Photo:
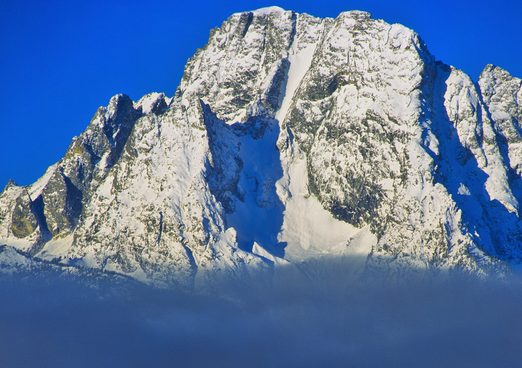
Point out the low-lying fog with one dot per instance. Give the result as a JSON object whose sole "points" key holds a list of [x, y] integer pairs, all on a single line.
{"points": [[299, 321]]}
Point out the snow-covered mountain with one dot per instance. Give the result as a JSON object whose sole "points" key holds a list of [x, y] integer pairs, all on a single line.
{"points": [[290, 140]]}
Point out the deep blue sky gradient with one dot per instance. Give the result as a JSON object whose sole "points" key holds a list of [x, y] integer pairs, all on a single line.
{"points": [[60, 61]]}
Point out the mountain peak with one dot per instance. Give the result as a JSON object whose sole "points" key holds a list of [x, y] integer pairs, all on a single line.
{"points": [[289, 142]]}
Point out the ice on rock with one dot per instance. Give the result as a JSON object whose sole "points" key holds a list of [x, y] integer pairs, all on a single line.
{"points": [[291, 139]]}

EXERCISE BRIEF:
Rewrite all the items above, changing every "one dot per instance" to "a single dot for each one" and keeping everything else the same. Leave the pictures out.

RESPONSE:
Photo:
Point out the low-lying fog with a single dot for each one. Give the result as a JSON object whose sole "points" key holds a list of [x, y] integer pairs, all on a single line.
{"points": [[299, 321]]}
Point out the snow-covered mountain with a single dot for each one. Give the result as a JSON object whose sole "points" key holds a list of [x, y] integer pairs, all on a single line.
{"points": [[290, 140]]}
Point out the deep blue sky gradient with a single dot for each one. Give the result as a JSON object whose sole "points" key holds a list of [x, y] integer pairs, all on a single line.
{"points": [[60, 61]]}
Point out the mountain peak with a single dot for each one. Give the result as a JSON object whose sole "points" key holds a list of [x, y] integer pairs, all on a single line.
{"points": [[289, 142]]}
Point out the ice on rock with a single dot for each one. Give the result as a JSON object whose sole "points" key holds a list of [x, y] integer pairs, all on a single line.
{"points": [[291, 139]]}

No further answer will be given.